▶ Requirement
Repeat the records in full and exactly, omitting pictures.

** start Listed entries **

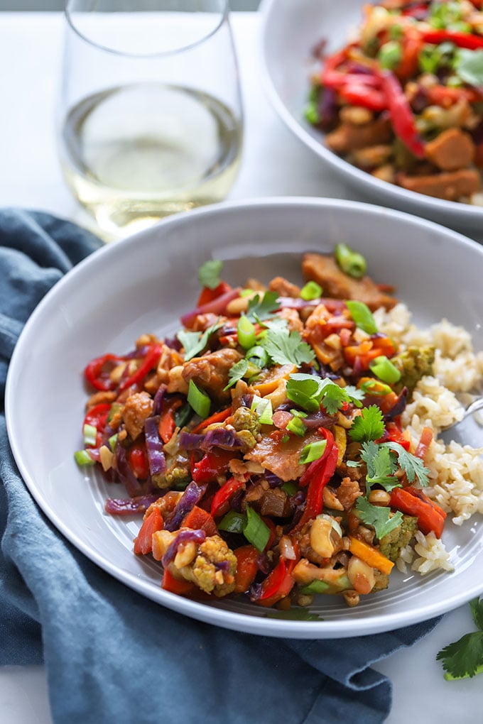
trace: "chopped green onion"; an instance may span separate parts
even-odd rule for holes
[[[87,450],[76,450],[74,453],[74,459],[77,465],[88,466],[96,464]]]
[[[319,460],[324,455],[327,445],[327,440],[316,440],[314,442],[309,442],[308,445],[302,448],[298,462],[301,465],[303,465],[305,463],[313,463],[314,460]]]
[[[367,264],[366,260],[357,251],[353,251],[347,244],[337,244],[335,247],[335,261],[345,274],[356,279],[361,279],[366,274]]]
[[[313,299],[319,299],[322,295],[322,287],[316,282],[307,282],[301,290],[301,297],[306,302],[310,302]]]
[[[322,395],[323,385],[319,377],[295,372],[287,380],[287,397],[308,412],[320,410]]]
[[[285,429],[288,430],[289,432],[293,432],[294,434],[298,435],[299,437],[303,437],[307,432],[307,428],[305,426],[300,417],[293,417],[288,422]]]
[[[308,584],[307,586],[304,586],[303,589],[301,589],[301,593],[310,596],[316,593],[326,593],[329,588],[330,584],[327,581],[319,581],[316,578],[311,583]]]
[[[197,387],[192,379],[188,388],[188,401],[197,415],[203,419],[209,415],[211,400],[203,390]]]
[[[262,425],[273,425],[272,418],[273,409],[269,397],[259,397],[258,395],[254,395],[251,409],[259,416],[259,420]]]
[[[303,418],[303,417],[306,417],[307,416],[307,413],[306,412],[302,412],[301,410],[290,410],[290,412],[294,416],[294,417],[302,417],[302,418]]]
[[[381,46],[377,59],[382,68],[392,70],[399,64],[402,55],[400,44],[396,41],[390,41]]]
[[[244,350],[251,349],[255,344],[255,325],[245,315],[238,319],[237,334],[238,342]]]
[[[314,125],[316,125],[320,121],[317,104],[314,101],[310,101],[306,106],[305,117],[306,119]]]
[[[293,495],[295,495],[298,492],[298,488],[297,487],[295,484],[291,480],[289,480],[286,483],[283,483],[281,486],[281,488],[283,490],[284,493],[285,493],[286,495],[288,495],[289,497],[291,497]]]
[[[379,395],[382,397],[385,395],[389,395],[390,392],[392,392],[388,384],[379,382],[377,379],[366,380],[365,382],[362,383],[360,389],[366,395]]]
[[[227,533],[243,533],[246,523],[247,517],[244,513],[229,510],[218,523],[218,529]]]
[[[85,423],[83,432],[84,434],[84,445],[95,445],[97,437],[97,428],[94,427],[93,425],[89,425],[88,423]]]
[[[389,384],[398,382],[401,379],[401,374],[398,368],[384,355],[376,357],[375,359],[369,362],[369,369],[377,377]]]
[[[249,505],[246,507],[247,521],[243,527],[243,535],[248,543],[263,552],[270,537],[270,529],[264,523],[258,513]]]
[[[248,360],[249,362],[253,362],[253,364],[261,369],[262,367],[266,366],[269,355],[266,350],[261,345],[255,345],[254,347],[251,347],[247,350],[245,358]]]
[[[345,304],[350,312],[350,316],[356,322],[356,326],[368,334],[375,334],[377,332],[377,325],[367,305],[355,299],[349,300]]]
[[[220,272],[223,262],[219,259],[209,259],[201,264],[198,270],[198,279],[202,287],[216,289],[220,282]]]

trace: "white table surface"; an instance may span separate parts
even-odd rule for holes
[[[312,157],[266,100],[257,64],[259,20],[254,12],[232,14],[246,135],[240,172],[230,198],[311,195],[364,201]],[[55,150],[62,33],[59,13],[0,13],[0,203],[85,222],[63,182]],[[393,684],[387,724],[483,721],[483,676],[447,682],[435,660],[441,648],[473,630],[469,607],[464,605],[447,614],[419,643],[374,667]],[[43,667],[0,668],[0,723],[51,724]]]

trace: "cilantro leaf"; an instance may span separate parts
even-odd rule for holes
[[[483,85],[483,50],[459,48],[453,67],[456,75],[464,83],[476,88]]]
[[[372,526],[379,540],[384,538],[403,522],[403,513],[400,510],[392,515],[390,508],[372,505],[366,498],[362,496],[356,500],[356,508],[358,513],[358,517],[363,523],[366,523],[368,526]]]
[[[411,452],[408,452],[398,442],[383,442],[382,445],[390,447],[391,450],[398,453],[399,466],[406,473],[410,483],[414,481],[414,478],[417,478],[419,484],[423,487],[429,484],[428,476],[430,471],[428,468],[424,467],[424,463],[421,458],[417,458],[416,455],[411,455]]]
[[[216,289],[220,283],[219,275],[223,269],[223,262],[219,259],[209,259],[201,264],[198,270],[198,279],[202,287]]]
[[[469,605],[475,625],[483,631],[483,599],[474,598]]]
[[[315,355],[300,334],[293,329],[269,329],[261,340],[262,345],[276,364],[295,364],[299,367],[303,362],[311,362]]]
[[[214,324],[205,329],[202,333],[180,329],[177,337],[185,348],[185,361],[188,362],[188,360],[198,356],[201,352],[203,352],[211,335],[221,326],[219,322],[216,321]]]
[[[246,374],[247,370],[248,369],[248,361],[247,359],[241,359],[239,362],[236,362],[230,369],[228,372],[228,384],[223,388],[223,392],[226,390],[229,390],[230,387],[235,384],[239,379]]]
[[[273,317],[274,312],[280,308],[277,300],[277,292],[265,292],[263,297],[256,294],[248,302],[246,316],[250,321],[259,322]]]
[[[349,402],[350,397],[345,392],[345,387],[340,387],[331,379],[323,380],[322,404],[324,409],[329,415],[335,415],[344,403]]]
[[[389,492],[400,487],[399,479],[393,474],[398,469],[396,455],[389,447],[378,445],[372,440],[363,442],[361,458],[367,466],[366,482],[369,487],[381,485]]]
[[[442,662],[447,672],[445,678],[471,678],[483,672],[483,631],[466,634],[438,652],[436,658]]]
[[[349,436],[357,442],[363,440],[377,440],[384,434],[382,413],[377,405],[364,408],[355,417],[348,430]]]

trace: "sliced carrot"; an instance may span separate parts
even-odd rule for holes
[[[195,434],[201,432],[201,430],[204,430],[206,427],[209,425],[212,425],[216,422],[224,422],[227,417],[232,413],[231,407],[227,408],[226,410],[221,410],[219,412],[215,412],[213,415],[207,417],[206,420],[203,420],[196,427],[193,427],[191,431]]]
[[[358,538],[349,536],[349,540],[350,542],[350,550],[353,555],[357,556],[361,560],[364,560],[368,565],[371,565],[373,568],[377,568],[382,573],[387,575],[390,573],[394,566],[392,560],[390,560],[371,545],[364,543],[364,541],[360,541]]]
[[[281,379],[288,379],[289,376],[295,372],[297,368],[294,364],[276,365],[266,373],[259,382],[253,384],[257,395],[263,397],[273,392],[279,385]]]
[[[163,516],[159,508],[154,508],[143,521],[138,536],[134,540],[136,555],[146,555],[153,550],[153,534],[163,529]]]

** end Listed entries **

▶ Full answer
trace: "chopped green onion"; an instance may span separate parts
even-odd rule for holes
[[[87,450],[76,450],[74,453],[74,459],[77,465],[88,466],[96,464]]]
[[[319,460],[324,455],[327,445],[327,440],[316,440],[314,442],[309,442],[308,445],[302,448],[298,462],[301,465],[303,465],[305,463],[313,463],[314,460]]]
[[[367,264],[366,260],[357,251],[353,251],[347,244],[337,244],[335,247],[335,261],[345,274],[356,279],[361,279],[366,274]]]
[[[313,299],[319,299],[322,295],[322,287],[316,282],[307,282],[301,290],[301,297],[306,302],[310,302]]]
[[[322,395],[323,385],[319,377],[295,372],[287,380],[287,397],[308,412],[320,410]]]
[[[285,429],[288,430],[289,432],[293,432],[294,434],[298,435],[299,437],[303,437],[307,432],[307,428],[305,426],[300,417],[293,417],[288,422]]]
[[[308,584],[307,586],[304,586],[303,589],[301,589],[301,593],[310,596],[316,593],[326,593],[329,588],[330,584],[327,581],[319,581],[316,578],[311,583]]]
[[[197,387],[192,379],[188,388],[188,401],[197,415],[203,419],[209,415],[211,400],[203,390]]]
[[[262,425],[273,425],[272,418],[273,409],[269,397],[259,397],[258,395],[254,395],[251,409],[259,416],[259,420]]]
[[[303,418],[303,417],[306,417],[307,416],[307,413],[306,412],[302,412],[301,410],[290,410],[290,412],[294,416],[294,417],[302,417],[302,418]]]
[[[381,46],[377,59],[382,68],[392,70],[399,64],[402,55],[400,44],[396,41],[390,41]]]
[[[244,350],[251,349],[255,344],[255,325],[245,315],[238,319],[237,334],[238,342]]]
[[[314,125],[316,125],[320,121],[317,104],[314,101],[310,101],[306,106],[305,117],[306,119]]]
[[[293,495],[295,495],[298,492],[298,488],[297,487],[295,484],[291,480],[289,480],[286,483],[283,483],[281,486],[281,488],[283,490],[284,493],[285,493],[286,495],[288,495],[289,497],[291,497]]]
[[[379,395],[382,397],[385,395],[389,395],[390,392],[392,392],[388,384],[379,382],[377,379],[366,380],[365,382],[362,383],[360,389],[366,395]]]
[[[227,533],[243,533],[246,523],[247,517],[244,513],[229,510],[218,523],[218,529]]]
[[[85,423],[83,432],[84,434],[84,445],[95,445],[97,437],[97,428],[94,427],[93,425],[89,425],[88,423]]]
[[[389,384],[398,382],[401,379],[401,374],[398,368],[384,355],[376,357],[375,359],[369,362],[369,369],[377,377]]]
[[[249,505],[246,507],[247,521],[243,527],[243,535],[248,543],[263,552],[270,537],[270,529],[264,523],[258,513]]]
[[[248,360],[249,362],[253,362],[253,364],[261,369],[262,367],[266,366],[269,355],[266,350],[261,345],[255,345],[254,347],[251,347],[247,350],[245,358]]]
[[[345,304],[350,312],[350,316],[356,322],[356,326],[368,334],[375,334],[377,332],[377,325],[367,305],[355,299],[349,300]]]
[[[220,272],[223,262],[219,259],[209,259],[201,264],[198,270],[198,279],[202,287],[216,289],[220,282]]]

trace: "white table surface"; an instance may span separate parts
even-odd rule for holes
[[[312,157],[266,100],[257,64],[259,20],[254,12],[232,14],[246,135],[240,172],[230,198],[311,195],[364,201]],[[55,150],[62,33],[59,13],[0,13],[0,203],[85,222],[63,182]],[[393,684],[387,724],[483,721],[483,676],[447,682],[435,660],[441,648],[473,630],[469,607],[464,605],[447,614],[419,643],[374,667]],[[43,667],[0,668],[0,723],[51,724]]]

trace: "cilantro leaf"; an instance may span separate parts
even-odd rule for holes
[[[483,85],[483,50],[459,48],[453,67],[456,75],[464,83],[476,88]]]
[[[372,526],[379,540],[384,538],[403,522],[403,513],[400,510],[392,515],[390,508],[372,505],[366,498],[362,496],[356,500],[356,508],[358,513],[358,517],[363,523],[366,523],[368,526]]]
[[[411,452],[408,452],[398,442],[383,442],[382,445],[390,447],[391,450],[398,453],[399,466],[406,473],[410,483],[414,481],[414,478],[417,478],[419,484],[423,487],[429,484],[428,476],[430,471],[428,468],[424,467],[424,463],[421,458],[417,458],[416,455],[411,455]]]
[[[216,289],[220,283],[219,275],[223,269],[223,262],[219,259],[209,259],[201,264],[198,270],[198,279],[202,287]]]
[[[469,605],[475,625],[483,631],[483,599],[474,598]]]
[[[315,355],[300,334],[293,329],[269,329],[261,340],[262,345],[276,364],[295,364],[299,367],[303,362],[311,362]]]
[[[214,324],[205,329],[202,333],[180,329],[177,337],[185,348],[185,361],[188,362],[188,360],[198,356],[201,352],[203,352],[211,335],[221,326],[219,322],[216,321]]]
[[[246,374],[247,370],[248,369],[248,361],[247,359],[241,359],[239,362],[236,362],[230,369],[228,372],[228,384],[223,388],[223,392],[226,390],[229,390],[230,387],[235,384],[239,379]]]
[[[273,317],[274,312],[280,308],[277,300],[277,292],[265,292],[263,297],[256,294],[248,302],[246,316],[250,321],[259,322]]]
[[[349,402],[350,397],[345,392],[345,387],[340,387],[331,379],[323,380],[322,404],[324,409],[329,415],[335,415],[344,403]]]
[[[389,492],[400,487],[399,479],[393,474],[398,469],[396,455],[389,447],[378,445],[372,440],[363,442],[361,458],[367,466],[366,482],[369,487],[381,485]]]
[[[442,662],[447,672],[445,678],[471,678],[483,672],[483,631],[466,634],[438,652],[436,658]]]
[[[349,436],[357,442],[363,440],[377,440],[384,434],[382,413],[377,405],[364,408],[355,417],[348,430]]]

trace: "sliced carrot"; an instance may span separate parts
even-odd rule for holes
[[[195,434],[201,432],[201,430],[204,430],[206,427],[209,425],[212,425],[216,422],[224,422],[227,417],[232,413],[231,407],[227,408],[226,410],[221,410],[219,412],[215,412],[213,415],[207,417],[206,420],[203,420],[196,427],[193,427],[191,431]]]
[[[358,538],[349,536],[349,540],[350,542],[350,550],[353,555],[357,556],[361,560],[364,560],[368,565],[371,565],[373,568],[377,568],[382,573],[387,575],[390,573],[394,566],[392,560],[390,560],[371,545],[364,543],[364,541],[360,541]]]
[[[281,379],[288,379],[289,376],[295,372],[297,368],[294,364],[276,365],[266,373],[259,382],[253,384],[257,395],[263,397],[273,392],[279,385]]]
[[[163,516],[159,508],[154,508],[143,521],[138,536],[134,540],[136,555],[146,555],[153,550],[153,534],[163,529]]]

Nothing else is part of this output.